# Files, Unicode, Bytes, Strings

## Reading Files, File I/O

### Use built-in function open

`open` has 2 args:

* `file_name` - `str` ... absolute or relative path to open
* `mode` - `str` ... single chr: r, w, a
    * `r`: file must exist, otherwise FileNotFoundError
    * `w`: if exists, overwrite, if it doesn't, create
    * `a`: append.... add to existing file

returns: `file` object

file object has following methods:
* `close`... closes the file handle, no args
* `read`... entire contents and returns as str
* `readlines`... same ^^^, but returns as list
* `readline`... one line at a time, location saved


### Reading a file

File object can be looped over using `for`:

In [34]:
f = open('1342-0.txt', 'r')
for line in f:
    # commented out print to prevent entire file being printed out
    # print(line)
    pass
f.close()

You can actually `enumerate` a file object (in this instance, we're only printing out 6 lines):

In [35]:
f = open('1342-0.txt', 'r')

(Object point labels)

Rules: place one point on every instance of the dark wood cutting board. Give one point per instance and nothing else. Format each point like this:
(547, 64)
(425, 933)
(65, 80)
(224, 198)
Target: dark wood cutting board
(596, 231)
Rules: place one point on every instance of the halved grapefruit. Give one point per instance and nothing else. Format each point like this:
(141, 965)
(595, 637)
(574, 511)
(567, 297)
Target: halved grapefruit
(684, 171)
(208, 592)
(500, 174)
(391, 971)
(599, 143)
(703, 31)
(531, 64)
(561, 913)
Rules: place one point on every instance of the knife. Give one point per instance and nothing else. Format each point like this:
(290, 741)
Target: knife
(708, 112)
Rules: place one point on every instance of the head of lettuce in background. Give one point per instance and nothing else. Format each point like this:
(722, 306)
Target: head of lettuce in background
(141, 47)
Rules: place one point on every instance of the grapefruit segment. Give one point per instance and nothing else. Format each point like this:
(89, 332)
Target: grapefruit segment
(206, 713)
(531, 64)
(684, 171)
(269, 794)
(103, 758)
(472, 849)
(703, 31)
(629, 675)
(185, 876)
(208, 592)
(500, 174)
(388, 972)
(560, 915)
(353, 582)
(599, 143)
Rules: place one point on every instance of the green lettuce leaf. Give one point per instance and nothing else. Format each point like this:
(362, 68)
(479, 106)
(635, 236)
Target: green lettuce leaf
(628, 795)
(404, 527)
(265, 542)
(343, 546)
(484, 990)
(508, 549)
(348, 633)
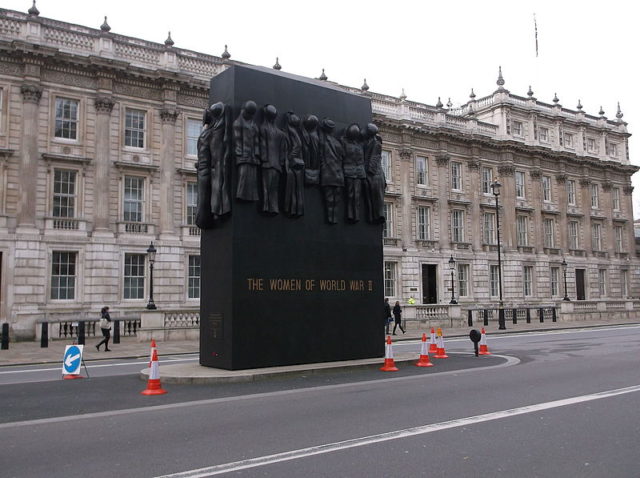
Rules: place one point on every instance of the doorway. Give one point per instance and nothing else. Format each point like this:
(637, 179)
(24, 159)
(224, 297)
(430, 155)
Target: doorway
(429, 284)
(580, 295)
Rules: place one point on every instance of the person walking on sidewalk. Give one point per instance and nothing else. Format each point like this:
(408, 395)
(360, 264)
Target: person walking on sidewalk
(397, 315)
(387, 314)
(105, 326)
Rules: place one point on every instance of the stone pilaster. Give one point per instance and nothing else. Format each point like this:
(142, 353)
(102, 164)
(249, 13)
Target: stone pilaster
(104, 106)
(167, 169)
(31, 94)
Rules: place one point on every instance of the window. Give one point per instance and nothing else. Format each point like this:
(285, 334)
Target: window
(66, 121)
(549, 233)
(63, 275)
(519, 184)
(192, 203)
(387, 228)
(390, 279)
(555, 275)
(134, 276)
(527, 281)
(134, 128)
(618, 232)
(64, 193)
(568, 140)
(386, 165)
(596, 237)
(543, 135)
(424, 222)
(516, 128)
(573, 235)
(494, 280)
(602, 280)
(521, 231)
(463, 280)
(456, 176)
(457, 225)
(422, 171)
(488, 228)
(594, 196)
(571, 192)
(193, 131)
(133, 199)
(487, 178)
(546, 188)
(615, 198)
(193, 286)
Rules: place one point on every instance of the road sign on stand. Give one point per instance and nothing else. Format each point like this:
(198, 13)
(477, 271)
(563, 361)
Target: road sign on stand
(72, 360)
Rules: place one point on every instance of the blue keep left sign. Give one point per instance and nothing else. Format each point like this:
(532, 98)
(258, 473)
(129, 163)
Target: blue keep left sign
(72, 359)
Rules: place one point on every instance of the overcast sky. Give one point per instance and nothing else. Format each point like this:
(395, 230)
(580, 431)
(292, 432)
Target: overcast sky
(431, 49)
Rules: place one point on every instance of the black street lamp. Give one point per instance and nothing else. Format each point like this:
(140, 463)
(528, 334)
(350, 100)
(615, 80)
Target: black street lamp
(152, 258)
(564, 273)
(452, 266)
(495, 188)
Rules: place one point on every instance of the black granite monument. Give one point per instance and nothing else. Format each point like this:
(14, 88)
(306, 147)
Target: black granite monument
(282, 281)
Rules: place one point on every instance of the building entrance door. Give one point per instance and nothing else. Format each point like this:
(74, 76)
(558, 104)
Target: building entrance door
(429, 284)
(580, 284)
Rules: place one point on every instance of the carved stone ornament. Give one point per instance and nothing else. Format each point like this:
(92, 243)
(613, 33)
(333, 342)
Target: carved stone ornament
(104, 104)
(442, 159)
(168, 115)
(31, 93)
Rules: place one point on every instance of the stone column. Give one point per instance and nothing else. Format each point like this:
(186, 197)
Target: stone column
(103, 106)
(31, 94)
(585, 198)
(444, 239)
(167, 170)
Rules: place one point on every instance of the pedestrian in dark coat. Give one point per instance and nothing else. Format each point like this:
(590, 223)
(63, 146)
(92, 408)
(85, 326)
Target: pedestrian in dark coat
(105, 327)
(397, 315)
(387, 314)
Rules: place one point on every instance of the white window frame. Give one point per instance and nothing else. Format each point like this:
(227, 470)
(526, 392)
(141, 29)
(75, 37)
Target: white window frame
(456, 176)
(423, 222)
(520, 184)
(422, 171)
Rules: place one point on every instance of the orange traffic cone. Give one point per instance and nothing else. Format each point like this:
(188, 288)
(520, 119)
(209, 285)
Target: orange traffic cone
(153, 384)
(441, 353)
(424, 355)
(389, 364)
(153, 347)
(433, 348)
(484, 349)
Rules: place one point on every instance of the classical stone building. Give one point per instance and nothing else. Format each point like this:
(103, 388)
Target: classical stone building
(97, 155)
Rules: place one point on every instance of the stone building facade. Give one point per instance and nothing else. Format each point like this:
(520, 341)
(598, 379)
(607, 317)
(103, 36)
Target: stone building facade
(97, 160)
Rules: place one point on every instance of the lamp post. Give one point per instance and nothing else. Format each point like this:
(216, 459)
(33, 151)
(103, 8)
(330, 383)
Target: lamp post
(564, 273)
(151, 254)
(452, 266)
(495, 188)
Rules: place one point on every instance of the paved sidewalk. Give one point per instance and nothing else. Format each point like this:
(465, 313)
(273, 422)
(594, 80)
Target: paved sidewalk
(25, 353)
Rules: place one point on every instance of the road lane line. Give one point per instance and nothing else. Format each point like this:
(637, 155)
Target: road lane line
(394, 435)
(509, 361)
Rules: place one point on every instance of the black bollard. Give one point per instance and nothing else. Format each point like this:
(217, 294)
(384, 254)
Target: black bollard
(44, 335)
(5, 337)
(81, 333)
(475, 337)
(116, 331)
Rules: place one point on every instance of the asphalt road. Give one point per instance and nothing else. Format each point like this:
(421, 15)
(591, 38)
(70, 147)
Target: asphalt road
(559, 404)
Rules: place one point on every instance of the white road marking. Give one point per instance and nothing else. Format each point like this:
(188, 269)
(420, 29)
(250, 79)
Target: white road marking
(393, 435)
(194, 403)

• _REQUESTS_:
• 1. List the four file object methods that the Python file notes name.
• 2. Continue the Python file notes from the point where they stop.

• _ANSWERS BY TASK_:
• 1. close, read, readlines, readline

• 2.
for i, line in enumerate(f):
    print(line)
    if i > 5:
        break
f.close()

﻿The Project Gutenberg EBook of Pride and Prejudice, by Jane Austen



This eBook is for the use of anyone anywhere at no cost and with

almost no restrictions whatsoever.  You may copy it, give it away or

re-use it under the terms of the Project Gutenberg License included

with this eBook or online at www.gutenberg.org





### Using `with` and Using `readlines`

Now let's try using `with`... when the block exits, the file object is automatically cleaned up (`close` is called)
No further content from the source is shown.